WORK TO DO.
Can you copy out, word for word, the stretch of the items below from the line containing "Find the warm" through the line containing "[[241, 42], [240, 108], [256, 107], [256, 36]]", with both of those lines included?

# START OF MATERIALS PROVIDED

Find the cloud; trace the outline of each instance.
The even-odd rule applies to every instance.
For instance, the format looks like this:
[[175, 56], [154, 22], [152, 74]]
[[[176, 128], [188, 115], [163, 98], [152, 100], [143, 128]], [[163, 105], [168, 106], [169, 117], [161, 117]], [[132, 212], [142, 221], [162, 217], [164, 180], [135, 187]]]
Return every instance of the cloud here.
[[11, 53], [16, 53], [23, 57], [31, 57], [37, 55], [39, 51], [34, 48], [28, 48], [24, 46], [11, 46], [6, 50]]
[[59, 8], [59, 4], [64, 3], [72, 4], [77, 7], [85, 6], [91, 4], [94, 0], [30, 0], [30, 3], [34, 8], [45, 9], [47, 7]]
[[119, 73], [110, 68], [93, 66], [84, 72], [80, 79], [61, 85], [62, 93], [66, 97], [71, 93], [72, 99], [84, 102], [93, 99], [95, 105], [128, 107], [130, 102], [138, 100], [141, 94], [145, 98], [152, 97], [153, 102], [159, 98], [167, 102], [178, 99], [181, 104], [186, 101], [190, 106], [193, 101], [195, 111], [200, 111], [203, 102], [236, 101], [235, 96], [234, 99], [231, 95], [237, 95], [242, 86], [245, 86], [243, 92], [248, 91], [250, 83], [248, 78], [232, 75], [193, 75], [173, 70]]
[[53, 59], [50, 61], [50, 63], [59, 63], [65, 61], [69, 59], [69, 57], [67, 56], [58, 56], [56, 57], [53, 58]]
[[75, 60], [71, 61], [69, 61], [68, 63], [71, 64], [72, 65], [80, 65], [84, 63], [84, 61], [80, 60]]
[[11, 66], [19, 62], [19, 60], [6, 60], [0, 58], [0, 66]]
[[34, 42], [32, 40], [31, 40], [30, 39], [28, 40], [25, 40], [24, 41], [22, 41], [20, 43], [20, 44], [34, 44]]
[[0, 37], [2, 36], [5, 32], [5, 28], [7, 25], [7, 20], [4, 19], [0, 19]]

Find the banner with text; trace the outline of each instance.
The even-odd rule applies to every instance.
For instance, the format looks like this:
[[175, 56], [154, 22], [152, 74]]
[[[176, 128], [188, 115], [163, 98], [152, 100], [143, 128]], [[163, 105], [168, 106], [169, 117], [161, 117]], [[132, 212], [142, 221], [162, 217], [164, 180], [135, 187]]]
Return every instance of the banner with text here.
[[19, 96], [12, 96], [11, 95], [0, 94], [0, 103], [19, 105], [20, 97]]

# END OF MATERIALS PROVIDED
# START OF MATERIALS PROVIDED

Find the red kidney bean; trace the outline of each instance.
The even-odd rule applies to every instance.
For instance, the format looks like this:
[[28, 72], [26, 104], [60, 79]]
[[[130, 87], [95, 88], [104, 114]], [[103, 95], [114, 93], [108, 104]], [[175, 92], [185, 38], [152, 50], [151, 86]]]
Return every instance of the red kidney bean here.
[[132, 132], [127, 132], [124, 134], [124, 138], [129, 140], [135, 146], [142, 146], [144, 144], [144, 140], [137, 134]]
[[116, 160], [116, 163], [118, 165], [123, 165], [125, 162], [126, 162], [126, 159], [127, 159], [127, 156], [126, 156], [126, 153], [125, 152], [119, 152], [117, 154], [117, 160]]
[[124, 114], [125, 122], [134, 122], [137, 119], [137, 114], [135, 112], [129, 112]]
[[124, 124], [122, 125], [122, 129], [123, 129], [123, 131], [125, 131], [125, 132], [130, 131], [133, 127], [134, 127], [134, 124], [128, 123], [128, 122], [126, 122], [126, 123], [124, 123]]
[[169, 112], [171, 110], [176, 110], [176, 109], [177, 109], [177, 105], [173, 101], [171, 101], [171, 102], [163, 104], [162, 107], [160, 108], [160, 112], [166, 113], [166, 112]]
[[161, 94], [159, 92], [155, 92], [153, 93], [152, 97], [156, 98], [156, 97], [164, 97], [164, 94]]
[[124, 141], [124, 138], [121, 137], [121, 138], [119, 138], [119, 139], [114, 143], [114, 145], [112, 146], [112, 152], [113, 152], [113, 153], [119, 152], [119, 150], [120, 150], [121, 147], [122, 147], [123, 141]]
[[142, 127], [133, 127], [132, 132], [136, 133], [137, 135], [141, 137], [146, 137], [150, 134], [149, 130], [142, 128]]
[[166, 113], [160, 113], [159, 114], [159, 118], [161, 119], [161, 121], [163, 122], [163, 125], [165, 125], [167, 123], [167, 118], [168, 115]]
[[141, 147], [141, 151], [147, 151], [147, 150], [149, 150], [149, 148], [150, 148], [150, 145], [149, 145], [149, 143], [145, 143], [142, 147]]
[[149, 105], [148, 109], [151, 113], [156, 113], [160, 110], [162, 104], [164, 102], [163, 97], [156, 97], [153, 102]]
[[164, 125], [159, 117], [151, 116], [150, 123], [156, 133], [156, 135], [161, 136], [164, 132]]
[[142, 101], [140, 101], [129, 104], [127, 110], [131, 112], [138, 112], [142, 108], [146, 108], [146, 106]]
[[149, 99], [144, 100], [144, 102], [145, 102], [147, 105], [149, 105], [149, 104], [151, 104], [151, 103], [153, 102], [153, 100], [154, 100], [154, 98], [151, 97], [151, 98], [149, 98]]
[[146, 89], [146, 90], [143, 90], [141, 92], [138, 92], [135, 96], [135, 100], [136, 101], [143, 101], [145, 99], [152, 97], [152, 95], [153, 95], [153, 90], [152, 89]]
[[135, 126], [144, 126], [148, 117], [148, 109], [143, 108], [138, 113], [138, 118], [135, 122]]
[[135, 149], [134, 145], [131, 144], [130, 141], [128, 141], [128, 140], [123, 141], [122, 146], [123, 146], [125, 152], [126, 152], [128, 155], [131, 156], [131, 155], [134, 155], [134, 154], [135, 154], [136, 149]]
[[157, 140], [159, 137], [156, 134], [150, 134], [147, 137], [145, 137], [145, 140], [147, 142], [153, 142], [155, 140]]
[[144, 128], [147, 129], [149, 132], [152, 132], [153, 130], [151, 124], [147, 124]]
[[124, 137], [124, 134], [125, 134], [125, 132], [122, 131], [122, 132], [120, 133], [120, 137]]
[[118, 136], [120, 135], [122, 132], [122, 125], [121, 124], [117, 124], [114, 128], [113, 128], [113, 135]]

# END OF MATERIALS PROVIDED
# START OF MATERIALS PROVIDED

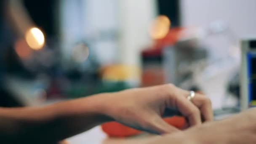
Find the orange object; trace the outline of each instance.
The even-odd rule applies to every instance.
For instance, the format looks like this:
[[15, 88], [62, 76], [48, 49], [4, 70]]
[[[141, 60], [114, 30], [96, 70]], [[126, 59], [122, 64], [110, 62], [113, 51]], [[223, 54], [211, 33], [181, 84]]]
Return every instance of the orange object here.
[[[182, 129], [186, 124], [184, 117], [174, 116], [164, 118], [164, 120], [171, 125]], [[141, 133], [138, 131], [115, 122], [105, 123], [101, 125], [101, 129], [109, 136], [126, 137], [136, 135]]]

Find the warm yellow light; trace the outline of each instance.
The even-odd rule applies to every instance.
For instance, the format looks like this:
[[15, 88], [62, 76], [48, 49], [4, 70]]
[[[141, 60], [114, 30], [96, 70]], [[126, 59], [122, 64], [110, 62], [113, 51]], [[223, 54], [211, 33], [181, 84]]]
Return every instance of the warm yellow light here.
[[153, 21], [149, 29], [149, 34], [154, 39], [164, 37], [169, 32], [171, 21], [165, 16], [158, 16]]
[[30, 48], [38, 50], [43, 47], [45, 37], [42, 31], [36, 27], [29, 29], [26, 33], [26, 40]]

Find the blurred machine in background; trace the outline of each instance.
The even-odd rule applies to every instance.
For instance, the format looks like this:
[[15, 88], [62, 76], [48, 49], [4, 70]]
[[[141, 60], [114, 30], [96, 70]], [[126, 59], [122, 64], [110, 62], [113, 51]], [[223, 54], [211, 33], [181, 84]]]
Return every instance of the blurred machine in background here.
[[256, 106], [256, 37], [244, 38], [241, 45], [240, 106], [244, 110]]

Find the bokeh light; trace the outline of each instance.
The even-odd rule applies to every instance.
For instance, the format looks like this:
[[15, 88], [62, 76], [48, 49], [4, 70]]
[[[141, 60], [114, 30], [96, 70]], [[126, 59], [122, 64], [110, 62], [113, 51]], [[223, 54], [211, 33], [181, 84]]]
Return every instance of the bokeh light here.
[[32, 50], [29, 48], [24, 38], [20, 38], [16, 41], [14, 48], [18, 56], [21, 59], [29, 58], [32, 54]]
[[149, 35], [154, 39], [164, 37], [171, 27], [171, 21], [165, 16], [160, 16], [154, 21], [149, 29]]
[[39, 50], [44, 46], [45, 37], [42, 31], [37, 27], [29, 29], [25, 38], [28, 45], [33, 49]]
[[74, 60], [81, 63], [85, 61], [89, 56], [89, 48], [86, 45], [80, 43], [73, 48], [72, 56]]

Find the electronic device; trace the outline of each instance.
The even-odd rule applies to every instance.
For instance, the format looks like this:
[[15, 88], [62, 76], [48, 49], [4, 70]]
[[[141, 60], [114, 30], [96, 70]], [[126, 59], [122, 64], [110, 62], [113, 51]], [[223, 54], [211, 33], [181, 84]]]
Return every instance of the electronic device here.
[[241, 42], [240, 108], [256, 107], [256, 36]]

# END OF MATERIALS PROVIDED

WRITTEN SOLUTION.
Find the warm yellow light; trace the outline of each instance.
The even-odd rule applies to every instance.
For instance, the format looks like this:
[[15, 88], [62, 76], [48, 49], [4, 70]]
[[[141, 60], [114, 30], [96, 70]], [[126, 59], [122, 64], [110, 62], [113, 51]], [[223, 54], [211, 33], [181, 84]]]
Return every instance of the warm yellow light here.
[[153, 21], [149, 29], [149, 34], [154, 39], [164, 37], [169, 32], [171, 21], [165, 16], [158, 16]]
[[30, 48], [38, 50], [43, 47], [45, 37], [42, 31], [36, 27], [29, 29], [26, 33], [26, 40]]

Find the blurred machine in background; trace the outline of each instance.
The even-odd rule applies to every instance.
For instance, the format looks like this:
[[15, 88], [62, 76], [48, 49], [4, 70]]
[[[141, 60], [114, 30], [96, 70]], [[126, 59], [122, 64], [110, 62], [113, 51]], [[223, 54], [211, 33], [181, 84]]]
Return every instance of the blurred machine in background here.
[[256, 106], [256, 37], [244, 38], [241, 45], [240, 106], [244, 110]]

Find the bokeh light; trace the outline of each instance.
The even-odd rule applies to every instance.
For instance, the format looks like this:
[[15, 88], [62, 76], [48, 49], [4, 70]]
[[[141, 60], [114, 30], [96, 70]], [[126, 59], [122, 64], [110, 62], [113, 51]], [[223, 54], [211, 33], [181, 84]]]
Return every instance of the bokeh light here.
[[32, 50], [29, 48], [24, 38], [20, 38], [16, 41], [14, 48], [18, 56], [21, 59], [29, 58], [32, 54]]
[[149, 35], [154, 39], [164, 37], [171, 27], [171, 21], [165, 16], [160, 16], [154, 21], [149, 29]]
[[39, 50], [44, 46], [45, 37], [42, 31], [37, 27], [29, 29], [25, 38], [28, 45], [33, 49]]
[[74, 60], [81, 63], [85, 61], [89, 56], [89, 48], [86, 45], [80, 43], [73, 48], [72, 56]]

Find the electronic device; trace the outline of each instance.
The even-odd rule applies to every instance.
For instance, the format looks like this:
[[15, 88], [62, 76], [48, 49], [4, 70]]
[[[141, 60], [114, 30], [96, 70]], [[126, 59], [122, 64], [110, 62], [113, 51]], [[223, 54], [211, 33], [181, 84]]]
Return every instance of the electronic device here.
[[241, 42], [240, 108], [256, 107], [256, 36]]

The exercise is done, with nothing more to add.